> [Work required]
Count how many of the lines below contain the string "fence", matching case exactly, and give only that number.

> [Given information]
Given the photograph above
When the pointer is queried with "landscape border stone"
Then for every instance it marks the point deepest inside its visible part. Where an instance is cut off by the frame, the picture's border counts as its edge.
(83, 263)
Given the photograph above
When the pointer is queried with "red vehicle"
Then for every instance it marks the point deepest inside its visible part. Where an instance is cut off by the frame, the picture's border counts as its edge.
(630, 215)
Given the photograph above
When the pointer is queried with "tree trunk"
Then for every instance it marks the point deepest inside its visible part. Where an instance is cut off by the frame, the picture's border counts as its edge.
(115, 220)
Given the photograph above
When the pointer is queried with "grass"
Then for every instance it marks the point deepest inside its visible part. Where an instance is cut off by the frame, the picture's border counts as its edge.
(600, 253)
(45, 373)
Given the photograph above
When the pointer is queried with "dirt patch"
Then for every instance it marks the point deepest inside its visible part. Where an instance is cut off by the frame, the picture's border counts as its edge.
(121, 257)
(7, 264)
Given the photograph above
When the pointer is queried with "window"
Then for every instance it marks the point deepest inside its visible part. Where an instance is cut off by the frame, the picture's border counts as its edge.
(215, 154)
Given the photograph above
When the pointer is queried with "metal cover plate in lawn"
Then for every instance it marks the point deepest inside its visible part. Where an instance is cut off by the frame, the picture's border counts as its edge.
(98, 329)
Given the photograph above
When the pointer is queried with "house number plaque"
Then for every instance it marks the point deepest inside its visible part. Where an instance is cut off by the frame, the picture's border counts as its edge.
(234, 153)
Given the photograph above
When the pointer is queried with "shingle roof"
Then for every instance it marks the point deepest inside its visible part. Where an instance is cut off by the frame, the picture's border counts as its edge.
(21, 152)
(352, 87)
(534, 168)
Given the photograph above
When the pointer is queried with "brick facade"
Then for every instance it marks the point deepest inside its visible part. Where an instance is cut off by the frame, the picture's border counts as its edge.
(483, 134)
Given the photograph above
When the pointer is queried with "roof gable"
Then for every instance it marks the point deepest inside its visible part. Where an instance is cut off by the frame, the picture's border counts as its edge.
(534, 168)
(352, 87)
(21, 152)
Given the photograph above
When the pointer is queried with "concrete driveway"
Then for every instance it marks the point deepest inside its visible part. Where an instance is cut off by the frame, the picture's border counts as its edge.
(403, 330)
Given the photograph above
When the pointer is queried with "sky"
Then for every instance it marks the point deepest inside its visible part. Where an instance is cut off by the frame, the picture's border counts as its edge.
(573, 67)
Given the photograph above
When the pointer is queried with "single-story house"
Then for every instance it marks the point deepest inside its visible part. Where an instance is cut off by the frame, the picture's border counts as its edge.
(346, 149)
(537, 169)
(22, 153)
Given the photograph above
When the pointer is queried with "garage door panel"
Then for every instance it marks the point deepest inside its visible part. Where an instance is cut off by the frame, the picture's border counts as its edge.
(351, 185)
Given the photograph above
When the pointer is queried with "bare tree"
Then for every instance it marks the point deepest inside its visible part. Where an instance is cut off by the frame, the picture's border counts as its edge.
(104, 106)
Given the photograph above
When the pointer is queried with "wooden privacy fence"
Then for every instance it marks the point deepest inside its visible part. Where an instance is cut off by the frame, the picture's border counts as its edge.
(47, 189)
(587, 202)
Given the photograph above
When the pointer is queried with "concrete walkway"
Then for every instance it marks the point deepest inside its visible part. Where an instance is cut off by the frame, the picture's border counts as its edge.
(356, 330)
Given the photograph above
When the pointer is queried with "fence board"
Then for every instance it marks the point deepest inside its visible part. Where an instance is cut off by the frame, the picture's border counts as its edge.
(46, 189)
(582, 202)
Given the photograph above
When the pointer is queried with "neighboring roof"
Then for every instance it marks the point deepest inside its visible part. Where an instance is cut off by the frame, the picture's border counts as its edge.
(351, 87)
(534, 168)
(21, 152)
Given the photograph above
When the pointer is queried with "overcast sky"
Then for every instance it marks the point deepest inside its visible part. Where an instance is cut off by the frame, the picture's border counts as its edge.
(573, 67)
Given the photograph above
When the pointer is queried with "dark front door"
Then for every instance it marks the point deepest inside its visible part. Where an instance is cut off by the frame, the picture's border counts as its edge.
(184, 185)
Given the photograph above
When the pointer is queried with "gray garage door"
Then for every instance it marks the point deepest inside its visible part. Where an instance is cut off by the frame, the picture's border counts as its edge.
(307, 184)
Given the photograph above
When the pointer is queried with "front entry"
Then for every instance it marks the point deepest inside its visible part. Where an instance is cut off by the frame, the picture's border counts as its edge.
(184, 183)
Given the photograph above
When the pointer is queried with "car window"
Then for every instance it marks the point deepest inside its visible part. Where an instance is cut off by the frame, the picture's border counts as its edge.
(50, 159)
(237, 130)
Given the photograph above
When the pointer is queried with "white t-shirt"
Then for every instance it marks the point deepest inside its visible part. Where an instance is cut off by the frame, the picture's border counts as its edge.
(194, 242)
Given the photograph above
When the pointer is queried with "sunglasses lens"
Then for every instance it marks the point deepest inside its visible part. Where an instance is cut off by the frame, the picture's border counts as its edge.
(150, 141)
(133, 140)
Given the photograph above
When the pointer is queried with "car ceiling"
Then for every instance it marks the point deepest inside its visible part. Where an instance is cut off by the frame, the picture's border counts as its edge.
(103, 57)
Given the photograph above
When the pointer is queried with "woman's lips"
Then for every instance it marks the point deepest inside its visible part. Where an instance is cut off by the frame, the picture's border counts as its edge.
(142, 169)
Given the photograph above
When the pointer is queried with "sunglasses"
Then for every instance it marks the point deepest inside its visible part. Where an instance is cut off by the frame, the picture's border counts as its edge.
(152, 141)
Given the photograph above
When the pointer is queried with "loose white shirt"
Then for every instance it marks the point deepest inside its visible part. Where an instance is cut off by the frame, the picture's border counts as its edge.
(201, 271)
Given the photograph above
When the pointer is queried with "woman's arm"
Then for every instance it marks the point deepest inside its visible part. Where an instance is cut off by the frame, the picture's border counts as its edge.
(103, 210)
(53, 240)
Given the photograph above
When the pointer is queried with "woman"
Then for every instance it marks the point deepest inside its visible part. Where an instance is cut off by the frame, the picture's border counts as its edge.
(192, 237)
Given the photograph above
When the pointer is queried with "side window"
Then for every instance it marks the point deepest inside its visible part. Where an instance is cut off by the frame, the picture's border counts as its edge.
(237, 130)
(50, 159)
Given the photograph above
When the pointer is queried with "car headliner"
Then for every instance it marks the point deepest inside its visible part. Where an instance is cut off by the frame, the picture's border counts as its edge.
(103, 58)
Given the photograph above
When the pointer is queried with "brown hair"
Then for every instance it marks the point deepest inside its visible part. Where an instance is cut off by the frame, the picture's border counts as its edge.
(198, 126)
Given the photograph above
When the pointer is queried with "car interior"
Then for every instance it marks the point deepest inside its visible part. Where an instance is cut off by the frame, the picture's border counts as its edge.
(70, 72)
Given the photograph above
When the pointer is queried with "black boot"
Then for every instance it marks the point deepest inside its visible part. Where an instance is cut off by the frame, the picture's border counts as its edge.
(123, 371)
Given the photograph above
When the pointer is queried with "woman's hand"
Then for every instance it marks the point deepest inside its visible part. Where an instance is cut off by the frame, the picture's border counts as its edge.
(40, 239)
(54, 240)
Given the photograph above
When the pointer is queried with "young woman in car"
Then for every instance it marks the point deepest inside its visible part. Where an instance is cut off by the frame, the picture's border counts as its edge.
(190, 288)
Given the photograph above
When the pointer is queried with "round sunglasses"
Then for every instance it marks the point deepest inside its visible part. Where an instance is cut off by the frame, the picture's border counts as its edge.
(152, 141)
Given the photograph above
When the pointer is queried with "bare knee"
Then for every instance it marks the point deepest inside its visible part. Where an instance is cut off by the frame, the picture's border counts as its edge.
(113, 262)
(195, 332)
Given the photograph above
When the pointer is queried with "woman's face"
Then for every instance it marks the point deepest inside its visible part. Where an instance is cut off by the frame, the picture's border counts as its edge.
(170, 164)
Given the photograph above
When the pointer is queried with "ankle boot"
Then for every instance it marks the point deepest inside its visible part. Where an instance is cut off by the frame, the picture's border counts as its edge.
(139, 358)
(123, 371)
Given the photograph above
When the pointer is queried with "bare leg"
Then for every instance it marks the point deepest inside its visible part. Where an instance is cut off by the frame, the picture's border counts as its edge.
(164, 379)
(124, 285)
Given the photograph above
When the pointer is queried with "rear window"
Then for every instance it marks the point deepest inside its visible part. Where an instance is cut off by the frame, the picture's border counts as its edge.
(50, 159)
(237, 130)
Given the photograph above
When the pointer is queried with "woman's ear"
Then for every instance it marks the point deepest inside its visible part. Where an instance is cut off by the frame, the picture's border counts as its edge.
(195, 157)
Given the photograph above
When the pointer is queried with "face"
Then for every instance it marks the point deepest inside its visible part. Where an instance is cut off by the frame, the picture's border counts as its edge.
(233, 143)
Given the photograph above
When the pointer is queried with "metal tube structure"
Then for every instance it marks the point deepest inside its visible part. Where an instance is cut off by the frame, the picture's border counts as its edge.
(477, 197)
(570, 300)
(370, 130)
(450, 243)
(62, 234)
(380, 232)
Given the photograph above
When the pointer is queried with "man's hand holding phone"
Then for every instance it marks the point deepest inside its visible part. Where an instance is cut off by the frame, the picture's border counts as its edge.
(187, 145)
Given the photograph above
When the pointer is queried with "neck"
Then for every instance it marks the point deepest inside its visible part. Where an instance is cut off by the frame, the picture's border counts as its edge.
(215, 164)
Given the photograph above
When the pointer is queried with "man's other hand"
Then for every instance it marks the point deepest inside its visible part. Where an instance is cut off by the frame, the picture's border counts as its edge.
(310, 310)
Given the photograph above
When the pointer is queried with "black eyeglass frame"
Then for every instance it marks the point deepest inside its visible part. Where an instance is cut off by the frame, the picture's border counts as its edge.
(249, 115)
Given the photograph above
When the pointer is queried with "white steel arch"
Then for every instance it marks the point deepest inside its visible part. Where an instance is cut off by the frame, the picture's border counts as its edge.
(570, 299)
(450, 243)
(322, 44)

> [Completed task]
2